§ Page text:
____________

Shotgun Taxonomic Profiling - iffatAGheyas/bioinformatics-tutorial-wiki GitHub Wiki

6.2.5 Shotgun Taxonomic Profiling

After QC and (optionally) assembly/binning, the first step in shotgun metagenomics is to assign taxonomy to your reads or contigs. Here we cover four popular tools: Kraken2 (+ Bracken), MetaPhlAn3, Kaiju, and Centrifuge.


Tools & Installation

# Create a conda env (recommended)
conda create -n metagenomics -c bioconda \
    kraken2 bracken metaphlan kaiju centrifuge

conda activate metagenomics

On Ubuntu you can also sudo apt install kraken2 bracken metaphlan etc., but conda keeps things isolated.

A. Kraken2 & Bracken

**1. Build or download a Kraken2 database **(e.g. MiniKraken or full RefSeq):

# Download MiniKraken2 (~8 GB)

____________

§ Instructions for the task: Reproduce the stretch of the shotgun taxonomic profiling page from "On Ubuntu you" through "MiniKraken2 (~8 GB)" word for word.

§ Source data:

____________

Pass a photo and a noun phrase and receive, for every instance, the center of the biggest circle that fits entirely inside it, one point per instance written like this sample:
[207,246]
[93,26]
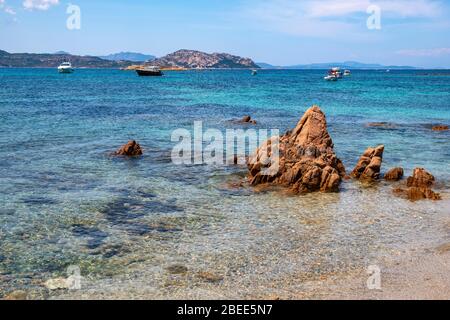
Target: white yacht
[65,67]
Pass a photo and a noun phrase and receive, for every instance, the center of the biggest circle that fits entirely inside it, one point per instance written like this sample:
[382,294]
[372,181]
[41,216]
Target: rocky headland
[192,59]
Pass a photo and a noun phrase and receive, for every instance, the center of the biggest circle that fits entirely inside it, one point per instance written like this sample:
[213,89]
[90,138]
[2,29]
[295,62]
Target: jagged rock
[395,174]
[131,149]
[419,186]
[306,160]
[420,178]
[369,165]
[439,128]
[57,283]
[17,295]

____________

§ Solution for this task:
On Ubuntu you can also sudo apt install kraken2 bracken metaphlan etc., but conda keeps things isolated.

A. Kraken2 & Bracken

**1. Build or download a Kraken2 database **(e.g. MiniKraken or full RefSeq):

# Download MiniKraken2 (~8 GB)